» Task statement: For this exercise, write out every entry exactly and leave the pictures out.

[Data under study]

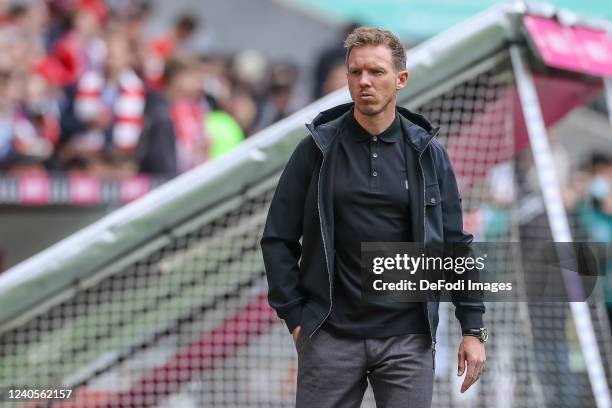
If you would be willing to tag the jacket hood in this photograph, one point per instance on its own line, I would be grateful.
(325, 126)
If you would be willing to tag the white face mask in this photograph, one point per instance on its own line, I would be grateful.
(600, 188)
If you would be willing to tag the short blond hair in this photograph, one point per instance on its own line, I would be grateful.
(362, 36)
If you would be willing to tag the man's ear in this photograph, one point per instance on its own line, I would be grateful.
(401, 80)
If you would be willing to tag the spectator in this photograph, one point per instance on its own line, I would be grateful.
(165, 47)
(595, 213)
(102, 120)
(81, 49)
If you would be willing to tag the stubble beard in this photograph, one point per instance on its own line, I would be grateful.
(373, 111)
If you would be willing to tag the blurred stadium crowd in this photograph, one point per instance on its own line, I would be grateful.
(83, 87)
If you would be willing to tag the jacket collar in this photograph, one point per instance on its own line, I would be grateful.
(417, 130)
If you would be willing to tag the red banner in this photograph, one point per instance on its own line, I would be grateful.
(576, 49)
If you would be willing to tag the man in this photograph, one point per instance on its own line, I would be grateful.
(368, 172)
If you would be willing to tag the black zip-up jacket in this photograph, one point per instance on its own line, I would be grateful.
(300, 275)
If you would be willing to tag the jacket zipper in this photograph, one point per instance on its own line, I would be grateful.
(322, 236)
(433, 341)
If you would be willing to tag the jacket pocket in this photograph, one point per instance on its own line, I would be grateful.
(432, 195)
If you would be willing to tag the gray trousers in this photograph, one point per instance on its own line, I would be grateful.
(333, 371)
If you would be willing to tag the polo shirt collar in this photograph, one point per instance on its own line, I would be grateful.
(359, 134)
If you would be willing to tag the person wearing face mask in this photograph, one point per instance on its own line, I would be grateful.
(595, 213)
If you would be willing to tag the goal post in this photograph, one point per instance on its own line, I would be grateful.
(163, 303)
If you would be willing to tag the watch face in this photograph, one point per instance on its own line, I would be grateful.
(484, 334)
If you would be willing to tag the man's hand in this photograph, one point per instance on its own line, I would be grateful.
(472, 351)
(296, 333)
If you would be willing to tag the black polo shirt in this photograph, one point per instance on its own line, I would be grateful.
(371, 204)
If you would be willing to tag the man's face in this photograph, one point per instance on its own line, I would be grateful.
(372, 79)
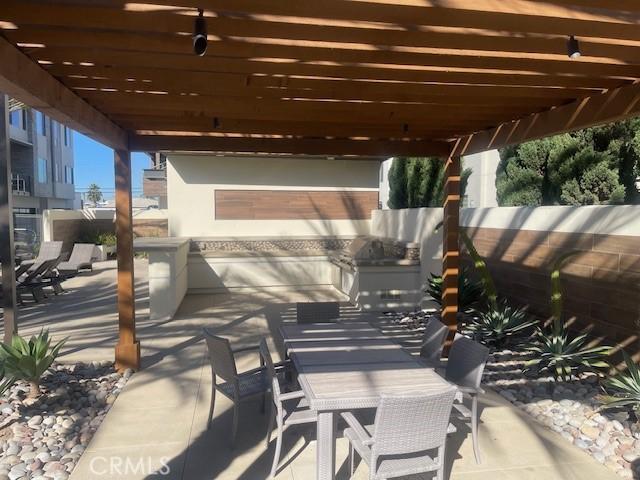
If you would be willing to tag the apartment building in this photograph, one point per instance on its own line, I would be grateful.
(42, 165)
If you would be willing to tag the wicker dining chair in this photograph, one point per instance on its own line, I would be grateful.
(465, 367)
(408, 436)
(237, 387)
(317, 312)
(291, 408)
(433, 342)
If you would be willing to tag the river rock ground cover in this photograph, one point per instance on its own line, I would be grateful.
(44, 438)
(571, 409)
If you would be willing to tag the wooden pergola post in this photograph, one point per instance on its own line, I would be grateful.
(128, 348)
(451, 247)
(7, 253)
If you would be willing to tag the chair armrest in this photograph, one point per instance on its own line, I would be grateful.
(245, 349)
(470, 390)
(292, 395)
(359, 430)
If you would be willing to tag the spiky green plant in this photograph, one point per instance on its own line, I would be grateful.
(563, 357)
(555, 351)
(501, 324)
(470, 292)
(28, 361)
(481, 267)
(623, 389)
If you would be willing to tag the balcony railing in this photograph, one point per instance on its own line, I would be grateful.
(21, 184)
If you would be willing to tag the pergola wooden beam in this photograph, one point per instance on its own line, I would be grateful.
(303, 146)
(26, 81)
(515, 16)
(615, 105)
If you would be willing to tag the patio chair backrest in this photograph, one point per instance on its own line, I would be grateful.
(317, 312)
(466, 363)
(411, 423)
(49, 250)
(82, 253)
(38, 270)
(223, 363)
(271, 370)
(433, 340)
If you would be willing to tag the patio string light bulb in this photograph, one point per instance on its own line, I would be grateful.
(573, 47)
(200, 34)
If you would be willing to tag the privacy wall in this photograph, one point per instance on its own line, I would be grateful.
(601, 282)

[/Data under study]

» Task result:
If you would be willing to tag the jacket hood in this photograph, one point per instance on its own line, I would be grateful.
(325, 126)
If you would be willing to tag the white face mask in this photograph, one point per instance on its own line, I would be grateful.
(600, 188)
If you would be willing to tag the short blond hair in this photograph, one point per instance on its own line, I would be grateful.
(362, 36)
If you would be willing to tag the man's ear in this photograph, one point per instance on its own line, I would be grateful.
(401, 80)
If you would be willing to tag the spectator in this photograph, one point per instance on its own line, I would be grateful.
(165, 47)
(595, 213)
(102, 120)
(81, 49)
If you would be willing to tag the stubble beard in this photograph, one point per instance on its own line, I would be grateful.
(373, 111)
If you would be willing to tag the blurred stadium crowd in this photograph, one point per instance on its own line, I would be grateful.
(83, 87)
If you would be willing to tag the jacket collar in this photograph, one point per instance on its own line, I would be grateful.
(417, 130)
If you would be willing to tag the red banner in this photograph, one point per instance on its own line, I would be grateful.
(576, 49)
If you would be willing to tag the man in this photograph, one point per instance on its own line, I would be grateful.
(368, 172)
If you would be willing to tag the black zip-up jacket in this photograph, one point per instance on its own line, I would be grateful.
(300, 275)
If you would be willing to tag the jacket zipper in this photograph, one point per instance on its own line, I would be grateful.
(322, 236)
(433, 341)
If you would be willing to tag the jacket pocket in this photograph, one point per instance on its own line, I would be grateful.
(432, 195)
If you would be willing to tag the gray trousers in this photograph, one point per instance on its own line, I would be grateful.
(333, 371)
If you would be willing to tag the polo shirt collar in this photograph, one point per instance on its own line, I would be grateful.
(359, 134)
If you would be willing to tag the person wearing face mask in this photograph, one point per instance on its own line, I would be grateful.
(595, 213)
If you would be willing to tag the goal post in this photograph, one point per instance on its own line, I would be grateful.
(163, 303)
If you would be willing to tag the watch face in this photograph, one point per instance on its own line, I would be grateful.
(484, 334)
If you would be willing to tag the man's hand in this photograph, one point per instance on its own line, I would be grateful.
(472, 351)
(296, 333)
If you would be willing to tag the black polo shirt in this photograph, one point per instance on its own line, I would be grateful.
(371, 204)
If you would be willing to tag the man's face in this photograph, one point per instance on its own line, I would be grateful.
(372, 79)
If you would be willing to tag the apartment building in this photograph, one point per instance on its own line, I would be grateful.
(42, 165)
If you would be willing to tag the wicker dining chair in this photograph, one point per instance on its own line, I would be grateful.
(465, 367)
(408, 436)
(237, 387)
(317, 312)
(291, 408)
(433, 342)
If you would be willing to tag the river rock ground cover in this photograph, one point per instance on its own line, I would be grateful.
(44, 438)
(571, 409)
If you would be willing to tag the wooden pergola post in this photograph, one point per instance on its own line, I would be grateful.
(128, 348)
(451, 247)
(7, 253)
If you would be willing to tag the chair armrest in this photograph, one point per instance on its own line, I would be grateful.
(245, 349)
(470, 390)
(292, 395)
(359, 430)
If you would be willing to tag the spiky green plant in this photograph, one point per instance on its own line, I would be grateful.
(563, 357)
(555, 351)
(501, 324)
(470, 292)
(28, 361)
(481, 267)
(623, 389)
If you would be willing to tag the balcony railing in this photograph, one point per instance on its own line, I would be grateful.
(21, 184)
If you would be willing to tag the pergola wooden beam in this photograph, one point per instance on its own line, I would be grateful.
(303, 146)
(26, 81)
(515, 16)
(615, 105)
If you would be willing to tag the patio chair backrest in this photograph, one point per instance on its own line, I would be grateful.
(317, 312)
(466, 363)
(411, 423)
(49, 250)
(82, 253)
(38, 270)
(223, 363)
(271, 370)
(433, 340)
If you would be willing to tag the patio string light bulb in this photograph, one point per instance on its own line, I would be grateful.
(573, 47)
(200, 34)
If you would be willing to tag the privacy wall in this photograph, one point per instance on its own line, I would be grateful.
(601, 282)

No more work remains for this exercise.